■ What this task involves:
Report, copied in full, each line of the material that contains the word "tight".

Data for this task Block Start

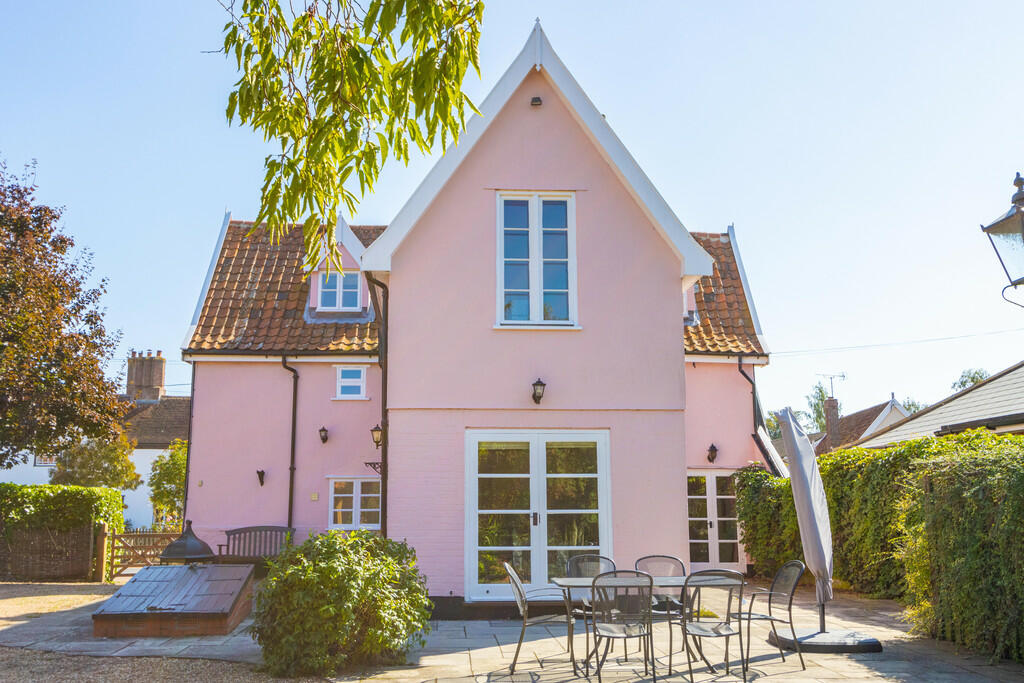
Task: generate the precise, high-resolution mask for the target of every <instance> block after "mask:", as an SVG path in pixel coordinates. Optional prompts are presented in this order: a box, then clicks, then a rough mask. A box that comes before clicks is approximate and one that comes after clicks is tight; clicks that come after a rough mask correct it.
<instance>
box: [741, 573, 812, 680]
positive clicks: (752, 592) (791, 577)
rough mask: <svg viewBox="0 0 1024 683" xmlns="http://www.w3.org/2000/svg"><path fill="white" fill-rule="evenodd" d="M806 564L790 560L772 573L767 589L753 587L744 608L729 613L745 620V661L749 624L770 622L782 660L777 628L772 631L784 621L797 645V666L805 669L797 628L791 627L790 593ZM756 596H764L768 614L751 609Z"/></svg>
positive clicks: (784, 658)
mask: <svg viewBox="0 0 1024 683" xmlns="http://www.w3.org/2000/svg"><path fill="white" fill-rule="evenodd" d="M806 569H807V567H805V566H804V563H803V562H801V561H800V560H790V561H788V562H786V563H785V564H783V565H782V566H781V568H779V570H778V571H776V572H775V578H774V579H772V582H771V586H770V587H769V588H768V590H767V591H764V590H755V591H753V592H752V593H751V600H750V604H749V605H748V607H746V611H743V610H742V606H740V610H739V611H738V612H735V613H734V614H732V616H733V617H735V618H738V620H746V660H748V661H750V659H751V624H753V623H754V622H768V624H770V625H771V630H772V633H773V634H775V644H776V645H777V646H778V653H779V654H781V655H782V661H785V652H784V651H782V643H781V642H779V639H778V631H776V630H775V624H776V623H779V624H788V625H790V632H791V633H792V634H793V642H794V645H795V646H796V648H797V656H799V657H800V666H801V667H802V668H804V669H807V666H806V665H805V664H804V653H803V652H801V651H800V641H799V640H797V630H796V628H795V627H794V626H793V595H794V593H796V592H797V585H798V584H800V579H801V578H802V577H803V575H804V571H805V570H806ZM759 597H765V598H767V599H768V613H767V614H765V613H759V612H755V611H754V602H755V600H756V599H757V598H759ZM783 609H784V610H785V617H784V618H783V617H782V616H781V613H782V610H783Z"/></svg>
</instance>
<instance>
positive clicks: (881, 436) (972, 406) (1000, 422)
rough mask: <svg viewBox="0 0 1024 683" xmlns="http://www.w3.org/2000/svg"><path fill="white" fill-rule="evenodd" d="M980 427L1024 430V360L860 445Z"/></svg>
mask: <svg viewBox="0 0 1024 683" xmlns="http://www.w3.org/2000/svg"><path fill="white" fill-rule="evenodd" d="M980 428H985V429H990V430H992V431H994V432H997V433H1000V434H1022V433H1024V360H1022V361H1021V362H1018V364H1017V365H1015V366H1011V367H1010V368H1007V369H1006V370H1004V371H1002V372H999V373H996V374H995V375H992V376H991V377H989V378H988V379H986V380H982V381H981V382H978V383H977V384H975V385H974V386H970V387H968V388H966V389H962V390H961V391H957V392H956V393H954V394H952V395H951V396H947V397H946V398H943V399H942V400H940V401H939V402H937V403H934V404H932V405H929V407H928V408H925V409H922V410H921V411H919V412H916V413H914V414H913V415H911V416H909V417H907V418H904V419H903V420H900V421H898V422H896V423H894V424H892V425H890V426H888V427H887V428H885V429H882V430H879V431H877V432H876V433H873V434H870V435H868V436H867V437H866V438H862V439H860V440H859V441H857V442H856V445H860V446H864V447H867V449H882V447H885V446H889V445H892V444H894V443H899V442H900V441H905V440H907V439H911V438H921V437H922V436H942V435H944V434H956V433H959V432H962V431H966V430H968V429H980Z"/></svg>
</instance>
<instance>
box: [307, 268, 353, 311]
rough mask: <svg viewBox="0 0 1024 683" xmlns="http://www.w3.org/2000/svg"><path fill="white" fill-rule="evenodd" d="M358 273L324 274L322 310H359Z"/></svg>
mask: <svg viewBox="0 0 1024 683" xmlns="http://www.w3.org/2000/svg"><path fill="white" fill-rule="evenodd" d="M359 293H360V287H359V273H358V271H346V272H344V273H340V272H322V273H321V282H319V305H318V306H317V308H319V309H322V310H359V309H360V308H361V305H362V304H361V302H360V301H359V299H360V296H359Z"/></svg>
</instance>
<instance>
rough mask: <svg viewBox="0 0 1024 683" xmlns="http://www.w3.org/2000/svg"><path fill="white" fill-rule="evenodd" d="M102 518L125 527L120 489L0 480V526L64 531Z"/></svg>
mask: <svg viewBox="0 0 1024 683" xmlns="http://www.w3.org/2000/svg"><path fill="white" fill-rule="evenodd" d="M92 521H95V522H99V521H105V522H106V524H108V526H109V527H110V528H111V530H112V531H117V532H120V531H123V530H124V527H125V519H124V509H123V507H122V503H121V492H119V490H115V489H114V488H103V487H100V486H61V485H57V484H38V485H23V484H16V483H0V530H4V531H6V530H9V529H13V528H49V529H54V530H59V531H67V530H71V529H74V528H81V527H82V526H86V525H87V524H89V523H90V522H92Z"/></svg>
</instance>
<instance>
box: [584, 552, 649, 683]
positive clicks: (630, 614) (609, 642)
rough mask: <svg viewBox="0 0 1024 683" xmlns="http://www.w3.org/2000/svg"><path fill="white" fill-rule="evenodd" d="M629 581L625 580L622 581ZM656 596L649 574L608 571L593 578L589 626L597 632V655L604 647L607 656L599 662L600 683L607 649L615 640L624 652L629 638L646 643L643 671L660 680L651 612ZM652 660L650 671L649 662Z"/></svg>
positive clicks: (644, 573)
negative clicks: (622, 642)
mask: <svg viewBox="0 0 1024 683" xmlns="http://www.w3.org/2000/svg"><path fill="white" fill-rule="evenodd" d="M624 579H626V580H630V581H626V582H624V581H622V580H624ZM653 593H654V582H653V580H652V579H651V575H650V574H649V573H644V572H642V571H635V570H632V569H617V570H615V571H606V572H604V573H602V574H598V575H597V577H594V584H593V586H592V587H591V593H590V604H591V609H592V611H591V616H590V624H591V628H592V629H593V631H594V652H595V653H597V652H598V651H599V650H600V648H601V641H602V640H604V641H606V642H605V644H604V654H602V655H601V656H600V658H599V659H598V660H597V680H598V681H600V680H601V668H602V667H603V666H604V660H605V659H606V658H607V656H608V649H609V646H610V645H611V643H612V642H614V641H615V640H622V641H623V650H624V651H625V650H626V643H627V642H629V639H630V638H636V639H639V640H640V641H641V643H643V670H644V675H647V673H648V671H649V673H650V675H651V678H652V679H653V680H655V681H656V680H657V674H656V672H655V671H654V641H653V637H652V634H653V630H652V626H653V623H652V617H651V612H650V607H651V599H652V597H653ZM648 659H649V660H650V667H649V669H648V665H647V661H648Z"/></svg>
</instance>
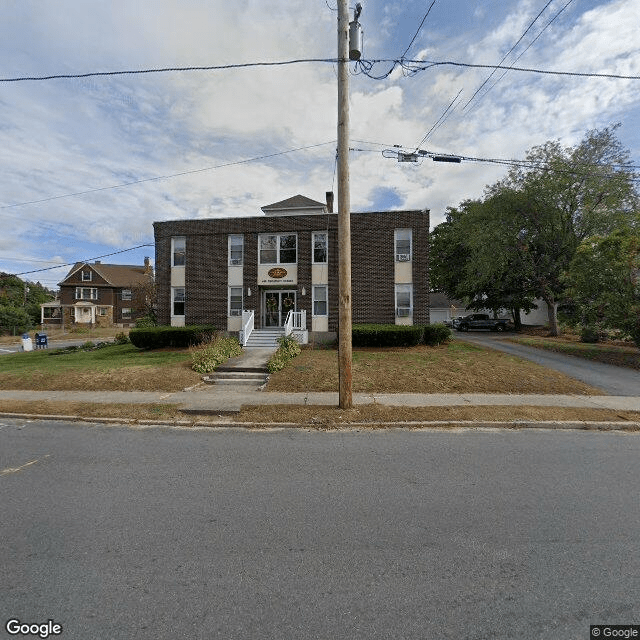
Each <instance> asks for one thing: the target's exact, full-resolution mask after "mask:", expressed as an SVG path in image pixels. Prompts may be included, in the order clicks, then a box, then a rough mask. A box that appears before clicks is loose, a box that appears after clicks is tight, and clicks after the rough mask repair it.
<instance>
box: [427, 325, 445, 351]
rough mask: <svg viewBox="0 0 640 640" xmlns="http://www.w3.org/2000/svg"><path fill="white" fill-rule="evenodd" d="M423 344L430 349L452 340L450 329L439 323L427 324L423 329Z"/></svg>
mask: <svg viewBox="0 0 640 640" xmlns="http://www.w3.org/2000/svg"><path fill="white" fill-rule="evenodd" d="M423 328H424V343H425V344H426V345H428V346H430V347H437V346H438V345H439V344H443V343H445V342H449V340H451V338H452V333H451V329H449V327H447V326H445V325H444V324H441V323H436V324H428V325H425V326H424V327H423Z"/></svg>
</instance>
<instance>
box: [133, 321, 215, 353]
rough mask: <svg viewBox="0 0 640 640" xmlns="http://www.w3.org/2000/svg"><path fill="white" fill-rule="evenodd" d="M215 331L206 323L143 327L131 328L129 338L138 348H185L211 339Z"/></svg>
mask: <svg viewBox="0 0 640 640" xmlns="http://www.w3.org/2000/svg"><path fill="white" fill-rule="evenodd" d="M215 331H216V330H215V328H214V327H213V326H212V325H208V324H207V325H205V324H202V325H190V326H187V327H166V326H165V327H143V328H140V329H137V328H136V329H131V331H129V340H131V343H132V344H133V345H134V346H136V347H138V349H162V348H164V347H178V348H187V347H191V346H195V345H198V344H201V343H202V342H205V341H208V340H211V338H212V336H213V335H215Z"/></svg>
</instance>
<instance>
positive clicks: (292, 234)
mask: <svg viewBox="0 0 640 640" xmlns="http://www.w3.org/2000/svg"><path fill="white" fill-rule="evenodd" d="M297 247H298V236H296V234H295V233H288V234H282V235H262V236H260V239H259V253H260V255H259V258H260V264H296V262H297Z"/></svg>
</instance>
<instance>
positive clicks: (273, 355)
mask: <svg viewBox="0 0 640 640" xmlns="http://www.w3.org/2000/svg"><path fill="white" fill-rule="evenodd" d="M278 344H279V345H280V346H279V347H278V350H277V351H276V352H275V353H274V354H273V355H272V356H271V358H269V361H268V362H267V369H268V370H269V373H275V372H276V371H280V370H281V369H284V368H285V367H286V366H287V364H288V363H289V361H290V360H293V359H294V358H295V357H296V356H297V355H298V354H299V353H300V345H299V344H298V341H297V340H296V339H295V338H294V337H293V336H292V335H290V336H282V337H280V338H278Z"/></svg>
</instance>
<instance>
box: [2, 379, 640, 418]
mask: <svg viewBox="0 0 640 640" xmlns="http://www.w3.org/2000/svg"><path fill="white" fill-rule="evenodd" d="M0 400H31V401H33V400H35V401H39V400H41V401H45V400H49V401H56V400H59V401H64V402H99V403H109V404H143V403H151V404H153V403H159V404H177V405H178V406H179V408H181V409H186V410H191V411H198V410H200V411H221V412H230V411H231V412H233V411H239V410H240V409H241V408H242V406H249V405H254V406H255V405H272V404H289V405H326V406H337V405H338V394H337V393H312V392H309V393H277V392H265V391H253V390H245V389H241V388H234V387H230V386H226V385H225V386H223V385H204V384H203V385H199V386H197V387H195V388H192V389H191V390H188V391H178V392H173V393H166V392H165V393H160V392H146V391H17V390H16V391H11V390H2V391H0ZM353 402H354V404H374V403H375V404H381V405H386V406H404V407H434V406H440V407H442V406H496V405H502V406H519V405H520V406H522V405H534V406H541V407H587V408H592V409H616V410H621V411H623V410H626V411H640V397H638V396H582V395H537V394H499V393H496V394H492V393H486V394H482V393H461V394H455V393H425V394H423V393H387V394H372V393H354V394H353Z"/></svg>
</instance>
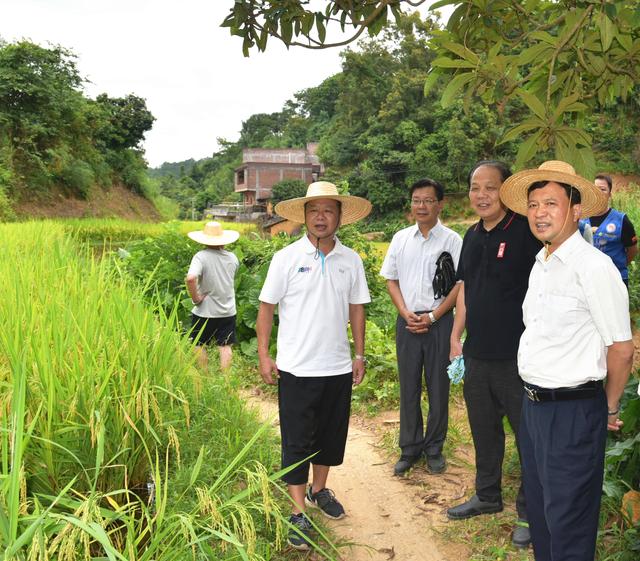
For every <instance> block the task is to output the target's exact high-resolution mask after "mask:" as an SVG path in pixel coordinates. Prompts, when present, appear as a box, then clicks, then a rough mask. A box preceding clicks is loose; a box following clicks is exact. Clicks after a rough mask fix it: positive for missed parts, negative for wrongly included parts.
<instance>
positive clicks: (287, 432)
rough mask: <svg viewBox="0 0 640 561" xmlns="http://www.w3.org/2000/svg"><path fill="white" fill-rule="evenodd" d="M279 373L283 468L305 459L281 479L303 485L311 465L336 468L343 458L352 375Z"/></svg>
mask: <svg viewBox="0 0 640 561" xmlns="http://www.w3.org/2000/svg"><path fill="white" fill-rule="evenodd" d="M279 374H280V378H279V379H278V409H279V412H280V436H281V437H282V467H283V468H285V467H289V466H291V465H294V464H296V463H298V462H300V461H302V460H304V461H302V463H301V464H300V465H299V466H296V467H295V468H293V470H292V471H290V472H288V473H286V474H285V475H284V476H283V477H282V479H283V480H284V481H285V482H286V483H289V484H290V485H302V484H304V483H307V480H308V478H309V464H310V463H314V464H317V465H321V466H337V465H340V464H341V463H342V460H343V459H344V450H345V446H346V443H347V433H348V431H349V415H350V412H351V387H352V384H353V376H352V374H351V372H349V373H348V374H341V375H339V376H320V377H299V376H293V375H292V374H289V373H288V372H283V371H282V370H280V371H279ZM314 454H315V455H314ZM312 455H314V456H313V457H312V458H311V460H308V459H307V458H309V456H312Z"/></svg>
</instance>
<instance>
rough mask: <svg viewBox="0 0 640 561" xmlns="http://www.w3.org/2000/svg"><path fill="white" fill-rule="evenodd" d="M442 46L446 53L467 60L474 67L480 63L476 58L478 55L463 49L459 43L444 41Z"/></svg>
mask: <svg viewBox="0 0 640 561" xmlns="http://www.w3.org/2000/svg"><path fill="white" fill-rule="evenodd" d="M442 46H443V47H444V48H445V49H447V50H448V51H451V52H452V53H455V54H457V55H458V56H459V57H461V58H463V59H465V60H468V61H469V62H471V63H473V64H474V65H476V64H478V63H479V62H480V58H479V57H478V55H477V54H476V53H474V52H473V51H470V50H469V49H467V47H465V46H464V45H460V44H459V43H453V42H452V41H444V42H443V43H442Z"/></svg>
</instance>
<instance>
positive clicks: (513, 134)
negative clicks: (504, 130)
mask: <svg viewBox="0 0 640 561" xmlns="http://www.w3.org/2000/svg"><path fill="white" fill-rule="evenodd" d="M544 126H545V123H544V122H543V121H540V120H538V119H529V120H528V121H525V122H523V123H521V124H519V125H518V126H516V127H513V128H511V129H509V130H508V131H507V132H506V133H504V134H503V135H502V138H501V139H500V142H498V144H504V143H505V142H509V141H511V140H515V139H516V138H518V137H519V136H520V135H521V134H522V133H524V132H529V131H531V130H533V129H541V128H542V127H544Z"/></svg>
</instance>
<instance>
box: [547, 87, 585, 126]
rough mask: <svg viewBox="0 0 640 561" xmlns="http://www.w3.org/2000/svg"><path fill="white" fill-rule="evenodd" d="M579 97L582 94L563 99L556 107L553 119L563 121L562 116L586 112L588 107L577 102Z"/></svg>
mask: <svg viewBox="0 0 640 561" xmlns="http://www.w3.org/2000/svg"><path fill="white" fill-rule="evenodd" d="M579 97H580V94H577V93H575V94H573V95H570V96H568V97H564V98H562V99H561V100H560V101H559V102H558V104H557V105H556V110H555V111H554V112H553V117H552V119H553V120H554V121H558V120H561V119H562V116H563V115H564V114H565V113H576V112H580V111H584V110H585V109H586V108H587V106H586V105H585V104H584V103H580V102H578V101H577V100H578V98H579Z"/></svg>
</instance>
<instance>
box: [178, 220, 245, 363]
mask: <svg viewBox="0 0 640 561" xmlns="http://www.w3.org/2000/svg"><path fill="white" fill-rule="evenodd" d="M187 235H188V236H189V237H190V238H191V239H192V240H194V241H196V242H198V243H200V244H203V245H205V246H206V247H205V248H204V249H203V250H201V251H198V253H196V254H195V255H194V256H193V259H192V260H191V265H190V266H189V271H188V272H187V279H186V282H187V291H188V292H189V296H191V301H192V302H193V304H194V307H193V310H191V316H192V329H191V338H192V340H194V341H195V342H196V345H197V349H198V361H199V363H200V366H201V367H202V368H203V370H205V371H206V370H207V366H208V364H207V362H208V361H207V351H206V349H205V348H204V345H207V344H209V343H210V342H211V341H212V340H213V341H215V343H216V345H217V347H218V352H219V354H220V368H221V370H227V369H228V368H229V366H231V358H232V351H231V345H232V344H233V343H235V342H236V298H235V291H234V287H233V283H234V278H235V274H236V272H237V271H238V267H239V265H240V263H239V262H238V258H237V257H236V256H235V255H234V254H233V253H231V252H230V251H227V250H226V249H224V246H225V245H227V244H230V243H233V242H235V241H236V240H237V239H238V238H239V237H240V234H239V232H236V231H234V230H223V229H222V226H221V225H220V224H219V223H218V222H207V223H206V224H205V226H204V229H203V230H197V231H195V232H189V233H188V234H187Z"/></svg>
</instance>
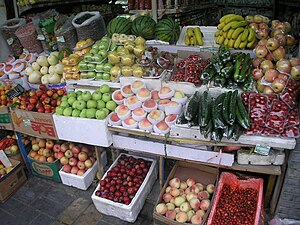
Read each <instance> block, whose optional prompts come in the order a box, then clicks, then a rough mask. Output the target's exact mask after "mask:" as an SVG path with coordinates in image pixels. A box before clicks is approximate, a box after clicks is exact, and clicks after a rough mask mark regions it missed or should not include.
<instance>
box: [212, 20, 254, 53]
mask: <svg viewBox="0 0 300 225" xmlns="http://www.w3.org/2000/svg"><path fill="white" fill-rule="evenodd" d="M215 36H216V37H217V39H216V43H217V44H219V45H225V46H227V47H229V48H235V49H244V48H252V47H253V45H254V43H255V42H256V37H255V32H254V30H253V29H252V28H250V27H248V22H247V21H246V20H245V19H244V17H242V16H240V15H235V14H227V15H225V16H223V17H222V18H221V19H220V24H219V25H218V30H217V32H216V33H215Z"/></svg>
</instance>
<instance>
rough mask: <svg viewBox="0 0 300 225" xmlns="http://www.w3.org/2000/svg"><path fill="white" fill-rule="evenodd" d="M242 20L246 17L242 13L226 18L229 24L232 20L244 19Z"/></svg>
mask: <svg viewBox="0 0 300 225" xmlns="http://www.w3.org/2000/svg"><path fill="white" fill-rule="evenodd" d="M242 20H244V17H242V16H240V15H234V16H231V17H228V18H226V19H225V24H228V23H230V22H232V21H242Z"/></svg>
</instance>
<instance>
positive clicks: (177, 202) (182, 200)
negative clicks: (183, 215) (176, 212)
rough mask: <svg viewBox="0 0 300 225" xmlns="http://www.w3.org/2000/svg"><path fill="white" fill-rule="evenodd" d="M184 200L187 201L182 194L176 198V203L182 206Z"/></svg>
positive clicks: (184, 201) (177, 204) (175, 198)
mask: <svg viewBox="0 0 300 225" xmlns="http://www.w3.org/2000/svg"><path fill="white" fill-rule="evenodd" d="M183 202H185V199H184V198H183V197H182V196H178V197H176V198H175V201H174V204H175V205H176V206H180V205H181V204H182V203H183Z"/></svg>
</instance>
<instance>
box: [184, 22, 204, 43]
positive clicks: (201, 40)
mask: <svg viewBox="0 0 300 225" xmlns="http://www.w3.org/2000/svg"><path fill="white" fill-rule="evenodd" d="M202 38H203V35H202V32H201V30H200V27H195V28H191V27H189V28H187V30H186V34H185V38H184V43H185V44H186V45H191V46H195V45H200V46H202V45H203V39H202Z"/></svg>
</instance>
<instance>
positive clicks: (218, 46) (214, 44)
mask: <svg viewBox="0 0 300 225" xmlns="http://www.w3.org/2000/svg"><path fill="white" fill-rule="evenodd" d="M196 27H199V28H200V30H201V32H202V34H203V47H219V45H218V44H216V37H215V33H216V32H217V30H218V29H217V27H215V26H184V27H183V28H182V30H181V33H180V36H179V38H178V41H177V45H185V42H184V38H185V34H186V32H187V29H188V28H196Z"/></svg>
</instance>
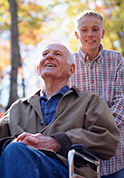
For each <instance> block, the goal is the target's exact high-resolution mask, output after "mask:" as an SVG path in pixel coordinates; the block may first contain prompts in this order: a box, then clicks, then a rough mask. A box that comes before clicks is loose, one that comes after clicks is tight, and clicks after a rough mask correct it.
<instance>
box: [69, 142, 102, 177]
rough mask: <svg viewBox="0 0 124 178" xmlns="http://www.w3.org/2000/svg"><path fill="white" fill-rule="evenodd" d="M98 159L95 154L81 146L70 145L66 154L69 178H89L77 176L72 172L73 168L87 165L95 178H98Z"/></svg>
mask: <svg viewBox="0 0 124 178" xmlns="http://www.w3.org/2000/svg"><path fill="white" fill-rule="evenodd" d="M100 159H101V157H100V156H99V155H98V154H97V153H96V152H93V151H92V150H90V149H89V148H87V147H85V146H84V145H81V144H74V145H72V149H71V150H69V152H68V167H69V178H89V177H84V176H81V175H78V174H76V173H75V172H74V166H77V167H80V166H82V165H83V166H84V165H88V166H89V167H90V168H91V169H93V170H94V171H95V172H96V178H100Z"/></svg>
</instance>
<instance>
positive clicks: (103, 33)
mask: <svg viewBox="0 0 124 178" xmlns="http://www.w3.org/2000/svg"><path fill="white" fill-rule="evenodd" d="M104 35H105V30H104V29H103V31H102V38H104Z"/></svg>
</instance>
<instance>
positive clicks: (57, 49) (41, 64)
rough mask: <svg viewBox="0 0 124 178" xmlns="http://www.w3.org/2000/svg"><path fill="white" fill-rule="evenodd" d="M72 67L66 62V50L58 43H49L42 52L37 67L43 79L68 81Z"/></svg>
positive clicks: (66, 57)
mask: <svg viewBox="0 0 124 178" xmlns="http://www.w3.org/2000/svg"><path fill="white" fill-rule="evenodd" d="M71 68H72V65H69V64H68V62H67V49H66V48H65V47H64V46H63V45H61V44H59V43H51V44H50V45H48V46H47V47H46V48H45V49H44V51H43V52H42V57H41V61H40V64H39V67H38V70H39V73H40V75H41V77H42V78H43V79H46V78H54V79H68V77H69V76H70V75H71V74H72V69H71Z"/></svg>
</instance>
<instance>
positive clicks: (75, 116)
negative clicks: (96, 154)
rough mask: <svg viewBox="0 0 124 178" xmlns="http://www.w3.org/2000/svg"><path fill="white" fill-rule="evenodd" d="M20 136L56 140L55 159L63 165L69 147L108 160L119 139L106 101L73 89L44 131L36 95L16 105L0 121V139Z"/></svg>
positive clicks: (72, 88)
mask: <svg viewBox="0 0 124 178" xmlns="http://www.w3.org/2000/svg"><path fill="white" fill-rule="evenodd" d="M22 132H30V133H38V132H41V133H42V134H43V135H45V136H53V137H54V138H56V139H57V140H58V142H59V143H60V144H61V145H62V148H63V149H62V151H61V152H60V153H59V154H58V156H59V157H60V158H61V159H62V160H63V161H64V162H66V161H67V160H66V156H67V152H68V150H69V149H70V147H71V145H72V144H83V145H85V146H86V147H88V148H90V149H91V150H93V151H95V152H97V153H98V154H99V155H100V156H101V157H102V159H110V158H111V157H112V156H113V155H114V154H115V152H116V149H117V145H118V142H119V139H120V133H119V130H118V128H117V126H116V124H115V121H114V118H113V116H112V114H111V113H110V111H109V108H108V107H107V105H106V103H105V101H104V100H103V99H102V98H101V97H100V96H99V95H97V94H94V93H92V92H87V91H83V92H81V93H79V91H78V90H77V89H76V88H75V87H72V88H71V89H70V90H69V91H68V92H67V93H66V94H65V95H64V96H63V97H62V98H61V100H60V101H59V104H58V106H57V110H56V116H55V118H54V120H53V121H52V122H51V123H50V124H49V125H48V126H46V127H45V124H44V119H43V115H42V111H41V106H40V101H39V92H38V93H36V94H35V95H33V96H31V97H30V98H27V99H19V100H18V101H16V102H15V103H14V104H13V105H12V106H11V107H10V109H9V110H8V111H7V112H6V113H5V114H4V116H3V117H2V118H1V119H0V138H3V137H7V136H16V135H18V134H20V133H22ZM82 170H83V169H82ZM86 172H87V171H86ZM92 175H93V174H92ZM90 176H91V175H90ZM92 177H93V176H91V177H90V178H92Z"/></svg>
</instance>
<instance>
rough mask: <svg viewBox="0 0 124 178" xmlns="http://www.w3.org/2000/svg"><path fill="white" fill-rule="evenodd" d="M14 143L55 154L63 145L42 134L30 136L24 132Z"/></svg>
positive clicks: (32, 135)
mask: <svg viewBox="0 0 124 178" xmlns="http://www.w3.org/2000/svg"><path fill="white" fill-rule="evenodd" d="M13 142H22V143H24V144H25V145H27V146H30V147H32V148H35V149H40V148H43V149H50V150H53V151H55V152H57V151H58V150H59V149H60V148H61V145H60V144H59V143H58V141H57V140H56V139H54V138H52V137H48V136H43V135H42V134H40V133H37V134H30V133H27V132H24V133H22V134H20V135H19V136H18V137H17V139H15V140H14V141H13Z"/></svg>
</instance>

Data for this task Block End

■ Written response:
Task: generate the precise, high-resolution mask for the target of every <instance> block after "mask:", as an SVG path in pixel coordinates. Optional prompts are presented in this order: a box, then clicks, then a rough mask. A box that comes before clicks is approximate and one that comes after clicks is tight; clicks that come after a rough mask correct it.
Each <instance> asks for one thing: the target's exact, full-resolution mask after "mask:", expressed as an SVG path in image pixels. Prompts may be included, in the order clicks, then a box, then a rough mask. A box that appears before clicks is loose, a box that appears after clicks is tight, and clicks after the rough mask repair it.
For each <instance> block, the goal is the target's exact high-resolution mask, output after "mask:" as an SVG path in pixel coordinates; the block may first contain prompts in this order: a box, then clicks, then a rough mask. A box that comes before clicks is loose, one that comes after clicks is tight, and clicks after a rough mask correct it.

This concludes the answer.